Text →
Open Road Films, LLC
- Formerly: Global Road Entertainment, LLC (2017–2018)
- Type: Subsidiary
- Industry: Film
- Predecessor: IM Global
- Founded: March 26, 2011; 15 years ago
- Founder: Tom Ortenberg
- Headquarters: Los Angeles, California, U.S.
- Key people: James Masciello Matt Sidari
- Parent: Raven Capital Management
- Website: www.openroadfilms.com

= Open Road Films =

American film production company

Open Road Films, LLC (formerly known briefly as Global Road Entertainment) is an American independent film production and distribution company based in Los Angeles, California. It was founded by Tom Ortenberg on March 26, 2011, as a joint venture between the two largest American theatrical exhibitors, AMC Theatres and Regal Entertainment Group, which both owned the company until it was bought out by Tang Media Partners, a media company owned by Donald Tang, in August 2017.

After Tang's purchase, both companies Open Road and IM Global merged and formed "Global Road Entertainment". In September 2018, Open Road declared Chapter 11 bankruptcy. The bankruptcy did not affect TMP, IM Global or IM Global TV.

On November 6, 2018, Open Road agreed to be purchased by Raven Capital Management. Raven completed its acquisition in February 2019.

Task set →
- A) List every person named in the Open Road Films article.
- B) Pick up the Open Road Films article after its last sentence and keep writing it.
The material after this point comes from a separate source.

Collected data →

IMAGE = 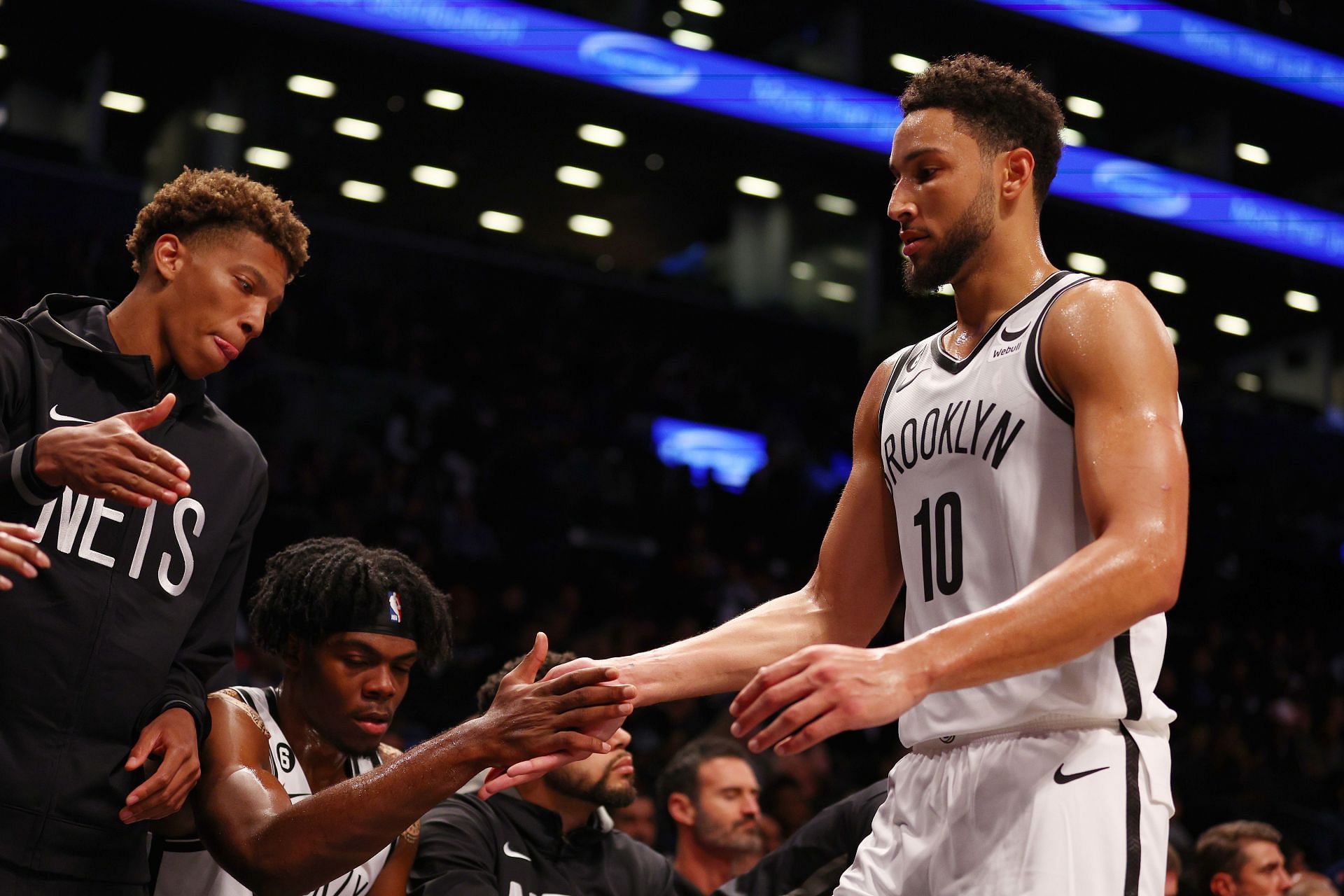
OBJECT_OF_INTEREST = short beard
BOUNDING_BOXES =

Solved tasks →
- A) Tom Ortenberg, James Masciello, Matt Sidari, Donald Tang

- B)
==Company history==
===Open Road Films (first incarnation)===
In March 2011, rival theater chains AMC Entertainment and Regal Entertainment Group announced the hiring of Tom Ortenberg as chief executive officer of a new company, Open Road Films. Ortenberg, previously an executive of Lionsgate Films and The Weinstein Company, filled out his executive team with the April 2011 hirings of Jason Cassidy (president of marketing), Elliott Kleinberg (General Counsel and executive vice president of operations and business affairs), Steven Andriuzzo (chief financial officer), and Ben Cotner (senior vice president of acquisitions).

Open Road's titles are distributed in the home entertainment market by Universal Pictures Home Entertainment (UPHE), a deal that was signed in June 2011. In June 2011, a few months after it started operations, Open Road Films signed a pay-TV deal with Netflix, which expired in 2016. After Showtime expires in 2020, Netflix re-added Open Road movies in 2020.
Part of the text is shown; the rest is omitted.